Once the line containing "Where can you spot the white" is found, return it and every line that follows, up to and including the final line of the material, exactly as written.
*** Available data Section Begins ***
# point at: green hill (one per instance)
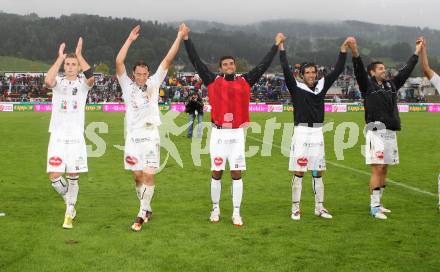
(9, 64)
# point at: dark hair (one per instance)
(141, 64)
(372, 66)
(224, 58)
(71, 56)
(305, 65)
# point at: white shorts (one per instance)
(307, 149)
(381, 147)
(142, 149)
(67, 153)
(227, 144)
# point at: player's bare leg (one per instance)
(382, 189)
(296, 195)
(59, 184)
(377, 177)
(145, 190)
(216, 188)
(318, 189)
(237, 194)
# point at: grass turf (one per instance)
(180, 237)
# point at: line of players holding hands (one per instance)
(229, 96)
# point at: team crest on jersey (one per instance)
(218, 161)
(131, 160)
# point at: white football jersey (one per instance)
(142, 102)
(435, 80)
(68, 105)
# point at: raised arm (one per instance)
(50, 79)
(288, 77)
(359, 68)
(166, 62)
(429, 73)
(85, 67)
(255, 74)
(405, 72)
(339, 66)
(120, 58)
(207, 76)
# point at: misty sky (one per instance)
(423, 13)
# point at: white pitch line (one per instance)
(403, 185)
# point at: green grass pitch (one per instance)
(180, 238)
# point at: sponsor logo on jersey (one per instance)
(140, 140)
(218, 161)
(55, 161)
(131, 160)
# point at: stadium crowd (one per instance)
(29, 87)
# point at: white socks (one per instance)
(72, 194)
(216, 189)
(145, 194)
(60, 185)
(296, 192)
(237, 194)
(318, 189)
(375, 198)
(68, 190)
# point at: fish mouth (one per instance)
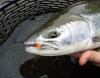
(42, 46)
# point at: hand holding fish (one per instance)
(89, 55)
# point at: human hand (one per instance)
(90, 55)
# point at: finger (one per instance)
(76, 54)
(90, 55)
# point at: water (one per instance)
(12, 53)
(16, 63)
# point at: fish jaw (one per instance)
(86, 44)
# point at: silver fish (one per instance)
(75, 29)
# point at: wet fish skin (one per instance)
(74, 29)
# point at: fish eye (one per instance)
(53, 34)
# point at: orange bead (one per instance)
(38, 45)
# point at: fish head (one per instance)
(60, 41)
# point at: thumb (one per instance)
(91, 56)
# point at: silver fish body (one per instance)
(75, 29)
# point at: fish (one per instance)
(74, 29)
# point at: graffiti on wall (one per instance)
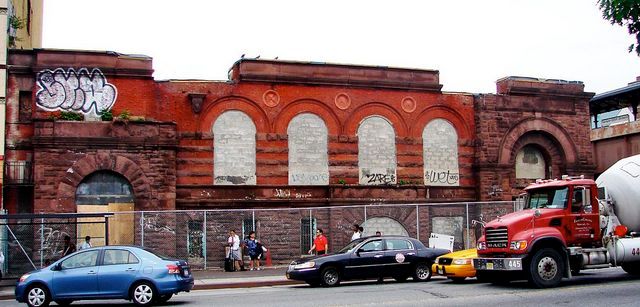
(79, 91)
(441, 177)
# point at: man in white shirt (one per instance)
(86, 244)
(234, 243)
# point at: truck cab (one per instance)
(558, 216)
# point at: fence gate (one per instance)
(31, 241)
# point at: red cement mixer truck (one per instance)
(565, 226)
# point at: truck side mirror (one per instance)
(537, 213)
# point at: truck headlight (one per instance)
(461, 261)
(305, 265)
(24, 277)
(518, 245)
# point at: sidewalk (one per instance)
(210, 279)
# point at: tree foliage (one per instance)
(625, 13)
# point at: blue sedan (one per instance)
(107, 272)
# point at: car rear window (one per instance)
(398, 244)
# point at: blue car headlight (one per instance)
(304, 265)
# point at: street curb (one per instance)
(246, 284)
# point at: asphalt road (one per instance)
(608, 287)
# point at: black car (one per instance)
(367, 258)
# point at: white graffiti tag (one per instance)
(79, 91)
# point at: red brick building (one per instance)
(278, 134)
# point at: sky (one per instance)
(472, 43)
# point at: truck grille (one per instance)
(497, 237)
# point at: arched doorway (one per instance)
(385, 225)
(106, 191)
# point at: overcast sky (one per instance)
(472, 43)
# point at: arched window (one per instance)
(308, 160)
(376, 151)
(234, 149)
(440, 153)
(102, 188)
(530, 163)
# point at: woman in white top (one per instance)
(357, 232)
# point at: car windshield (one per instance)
(350, 246)
(555, 198)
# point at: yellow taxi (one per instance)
(457, 265)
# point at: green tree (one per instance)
(624, 13)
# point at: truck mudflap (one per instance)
(498, 264)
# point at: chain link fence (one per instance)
(200, 236)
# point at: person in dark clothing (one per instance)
(69, 247)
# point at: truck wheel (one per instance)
(632, 268)
(545, 268)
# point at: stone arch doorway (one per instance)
(106, 191)
(386, 225)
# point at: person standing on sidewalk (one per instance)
(320, 243)
(234, 244)
(86, 244)
(255, 251)
(357, 233)
(69, 248)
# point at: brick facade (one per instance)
(194, 146)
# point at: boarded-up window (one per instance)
(308, 160)
(530, 163)
(234, 149)
(376, 152)
(440, 150)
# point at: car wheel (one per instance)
(422, 272)
(164, 298)
(330, 276)
(631, 268)
(545, 269)
(38, 296)
(457, 279)
(143, 294)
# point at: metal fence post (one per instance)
(204, 239)
(142, 228)
(41, 241)
(417, 224)
(466, 245)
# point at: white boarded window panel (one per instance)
(530, 163)
(234, 149)
(376, 152)
(308, 159)
(440, 150)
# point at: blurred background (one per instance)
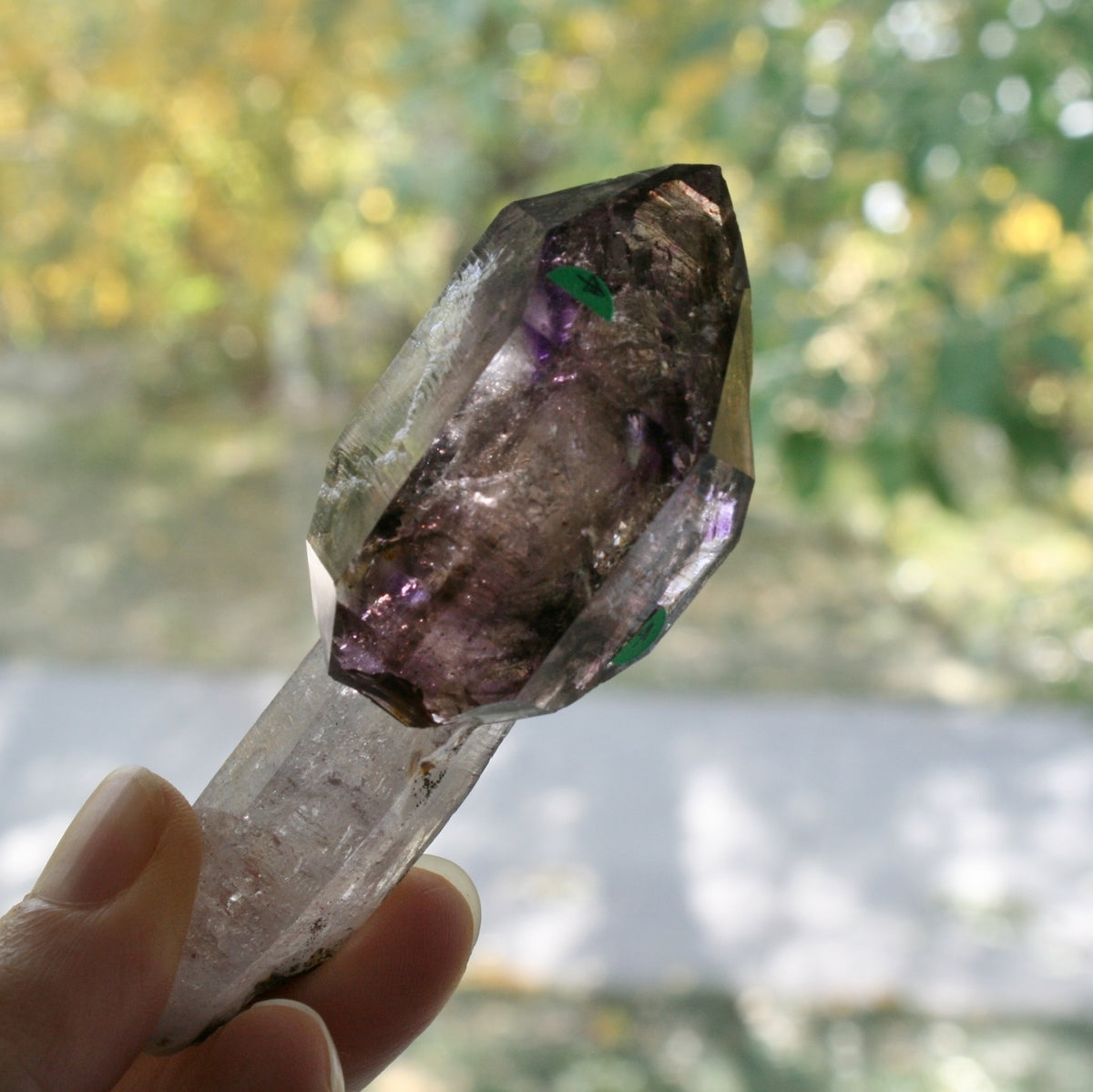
(218, 224)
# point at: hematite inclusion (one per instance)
(560, 454)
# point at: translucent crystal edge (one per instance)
(322, 808)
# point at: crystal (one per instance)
(551, 473)
(536, 486)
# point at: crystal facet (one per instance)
(572, 456)
(535, 490)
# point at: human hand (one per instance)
(87, 962)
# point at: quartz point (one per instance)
(534, 491)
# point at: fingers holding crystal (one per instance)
(385, 985)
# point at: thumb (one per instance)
(87, 960)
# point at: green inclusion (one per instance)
(644, 639)
(585, 285)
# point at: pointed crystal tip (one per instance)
(558, 454)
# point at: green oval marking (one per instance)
(644, 639)
(585, 285)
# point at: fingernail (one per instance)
(337, 1080)
(451, 872)
(109, 842)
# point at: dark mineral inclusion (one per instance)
(574, 375)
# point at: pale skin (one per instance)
(87, 961)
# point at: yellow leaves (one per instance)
(697, 83)
(12, 110)
(1070, 260)
(858, 261)
(112, 298)
(1028, 227)
(55, 281)
(590, 31)
(376, 205)
(163, 192)
(366, 257)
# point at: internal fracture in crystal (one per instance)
(556, 460)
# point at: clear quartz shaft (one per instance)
(318, 812)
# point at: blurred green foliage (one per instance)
(254, 203)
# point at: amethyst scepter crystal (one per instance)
(534, 491)
(587, 377)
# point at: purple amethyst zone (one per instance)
(573, 437)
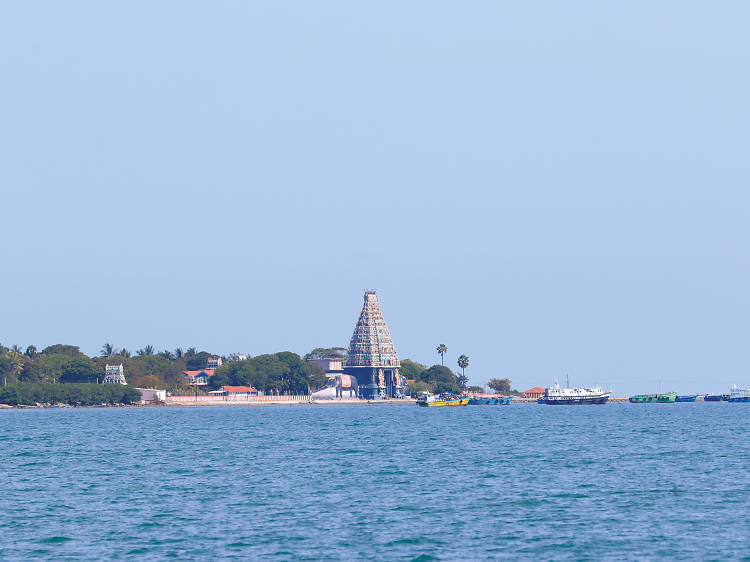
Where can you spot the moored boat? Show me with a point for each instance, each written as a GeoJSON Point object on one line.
{"type": "Point", "coordinates": [653, 398]}
{"type": "Point", "coordinates": [555, 395]}
{"type": "Point", "coordinates": [429, 399]}
{"type": "Point", "coordinates": [490, 400]}
{"type": "Point", "coordinates": [739, 394]}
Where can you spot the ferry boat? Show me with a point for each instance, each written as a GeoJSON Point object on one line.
{"type": "Point", "coordinates": [739, 394]}
{"type": "Point", "coordinates": [490, 400]}
{"type": "Point", "coordinates": [429, 399]}
{"type": "Point", "coordinates": [654, 398]}
{"type": "Point", "coordinates": [555, 395]}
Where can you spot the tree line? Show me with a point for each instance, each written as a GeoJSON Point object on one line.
{"type": "Point", "coordinates": [283, 372]}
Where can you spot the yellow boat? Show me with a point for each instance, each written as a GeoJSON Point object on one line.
{"type": "Point", "coordinates": [430, 400]}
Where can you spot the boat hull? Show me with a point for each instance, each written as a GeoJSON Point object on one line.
{"type": "Point", "coordinates": [443, 403]}
{"type": "Point", "coordinates": [653, 399]}
{"type": "Point", "coordinates": [502, 400]}
{"type": "Point", "coordinates": [574, 401]}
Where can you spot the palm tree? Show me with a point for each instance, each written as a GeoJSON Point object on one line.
{"type": "Point", "coordinates": [442, 349]}
{"type": "Point", "coordinates": [463, 362]}
{"type": "Point", "coordinates": [147, 350]}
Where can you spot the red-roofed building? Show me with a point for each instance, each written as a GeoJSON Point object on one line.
{"type": "Point", "coordinates": [236, 391]}
{"type": "Point", "coordinates": [198, 378]}
{"type": "Point", "coordinates": [536, 392]}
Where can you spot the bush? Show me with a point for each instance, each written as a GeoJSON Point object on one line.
{"type": "Point", "coordinates": [76, 394]}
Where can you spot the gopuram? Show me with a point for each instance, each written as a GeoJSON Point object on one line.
{"type": "Point", "coordinates": [372, 358]}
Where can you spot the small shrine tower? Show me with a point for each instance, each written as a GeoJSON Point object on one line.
{"type": "Point", "coordinates": [372, 357]}
{"type": "Point", "coordinates": [114, 374]}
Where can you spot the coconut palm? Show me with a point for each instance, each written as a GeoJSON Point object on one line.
{"type": "Point", "coordinates": [147, 350]}
{"type": "Point", "coordinates": [463, 362]}
{"type": "Point", "coordinates": [442, 349]}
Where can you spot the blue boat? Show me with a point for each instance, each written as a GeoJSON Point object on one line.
{"type": "Point", "coordinates": [483, 401]}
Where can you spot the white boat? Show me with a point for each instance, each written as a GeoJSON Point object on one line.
{"type": "Point", "coordinates": [555, 395]}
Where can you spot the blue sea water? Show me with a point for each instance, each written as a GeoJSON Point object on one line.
{"type": "Point", "coordinates": [620, 481]}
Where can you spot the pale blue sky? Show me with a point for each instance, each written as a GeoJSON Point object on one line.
{"type": "Point", "coordinates": [547, 187]}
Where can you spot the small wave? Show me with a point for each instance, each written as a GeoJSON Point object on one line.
{"type": "Point", "coordinates": [55, 540]}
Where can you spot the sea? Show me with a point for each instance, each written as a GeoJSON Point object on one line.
{"type": "Point", "coordinates": [379, 482]}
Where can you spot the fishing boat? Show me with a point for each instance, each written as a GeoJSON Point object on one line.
*** Available data Section Ends ***
Expected output:
Where can you spot the white boat? Show me with a point for each instance, each written as a GeoJSON Point object on one line.
{"type": "Point", "coordinates": [555, 395]}
Where can you spot the blue sea water? Show me with a point for each instance, each written as a GeoJSON Point object on one line.
{"type": "Point", "coordinates": [620, 481]}
Where can you spot the pale blue sky? Show me with a point for each instance, each written as a GeoJSON Point object on one line.
{"type": "Point", "coordinates": [547, 187]}
Where can you spot the small wave? Show me with a point for each instance, each written as a GeoJSON Point object on one line.
{"type": "Point", "coordinates": [55, 540]}
Where can you spot the sea? Show me with a point for each instance, each written as a GeoJSON Point object on one line.
{"type": "Point", "coordinates": [379, 482]}
Where can you spot the fishing boat? Show me with a point for each instance, each written as a GeoJSON Point object on one line.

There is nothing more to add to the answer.